In Author response image 2 we have added a plot showing the predictive performance of the IDyOM ltm model on MEG versus music data similar to Figure 3C for the Music Transformer. We believe the MT to be the more sensitive measure of context dependency, for reasons outlined earlier. For that reason, we have decided not to add it to the manuscript. Furthermore, even though this particular plot is not included, the exact same traces feature as part of Figures 2B and 3B, so the information is present in the manuscript nonetheless.

Author response image 2

– Figure 8: Adding the uncertainty estimates did not improve the model's predictive performance compared to surprise alone, but what about TRFs trained on uncertainty without surprise? Without this result, it is hard to understand why the surprise was chosen over uncertainty.

We did not investigate regression models using only the uncertainty regressor for two reasons. First, we were a priori primarily interested in the neural response to surprise, rather than uncertainty. Surprise is a much more direct index of content-based expectations and their violation than (unspecific) uncertainty, and since our theoretical interest is in content-based expectations, we focused on the former.

Second, we did explore the effect of uncertainty as a secondary interest, but found that adding uncertainty to the regression model not only did not improve the cross-validated performance, but actually worsened it (Figure 8B). Surprise and uncertainty were modestly correlated (Figure 8A), and therefore the most likely interpretation of this drop in cross-validated performance is that uncertainty truly does not explain additional neural variance. (That is, any neural variance it would explain on its own is likely due to its correlation with surprise; if it were to capture unique neural variance by itself, then the performance of the joint model would be at least as high as the model featuring only surprise.) For this a posteriori reason, in addition to the a priori reason already formulated, we did not further explore regression models featuring only uncertainty.

– The sentence from lines 272 to 274 is not clear. In particular, the late negativity effect seems to be present in EEG data only, and it is thus hard to understand why a negative correlation between surprise estimates of subsequent notes would have such an effect in EEG and not MEG. Moreover, the same late negativity effect can be seen on the TRF of note onset but is not discussed.

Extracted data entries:
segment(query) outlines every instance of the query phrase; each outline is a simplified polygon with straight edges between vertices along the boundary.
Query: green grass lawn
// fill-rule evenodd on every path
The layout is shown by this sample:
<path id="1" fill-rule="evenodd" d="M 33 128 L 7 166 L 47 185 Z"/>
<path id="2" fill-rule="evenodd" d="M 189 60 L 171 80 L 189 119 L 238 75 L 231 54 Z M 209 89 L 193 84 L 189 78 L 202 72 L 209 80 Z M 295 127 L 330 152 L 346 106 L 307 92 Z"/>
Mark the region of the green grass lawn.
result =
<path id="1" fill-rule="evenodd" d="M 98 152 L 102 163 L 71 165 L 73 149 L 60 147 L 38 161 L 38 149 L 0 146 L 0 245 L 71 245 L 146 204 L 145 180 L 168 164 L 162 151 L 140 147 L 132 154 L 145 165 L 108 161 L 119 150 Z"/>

### Using the information
1. From the passage on music surprise and uncertainty, retype the part that opens with the words "In Author response" and closes with "chosen over uncertainty.".
2. In the passage on music surprise and uncertainty, which model do the authors consider the more sensitive measure of context dependency?

### Outputs by task
1.
In Author response image 2 we have added a plot showing the predictive performance of the IDyOM ltm model on MEG versus music data similar to Figure 3C for the Music Transformer. We believe the MT to be the more sensitive measure of context dependency, for reasons outlined earlier. For that reason, we have decided not to add it to the manuscript. Furthermore, even though this particular plot is not included, the exact same traces feature as part of Figures 2B and 3B, so the information is present in the manuscript nonetheless.

Author response image 2

– Figure 8: Adding the uncertainty estimates did not improve the model's predictive performance compared to surprise alone, but what about TRFs trained on uncertainty without surprise? Without this result, it is hard to understand why the surprise was chosen over uncertainty.

2. The Music Transformer (MT).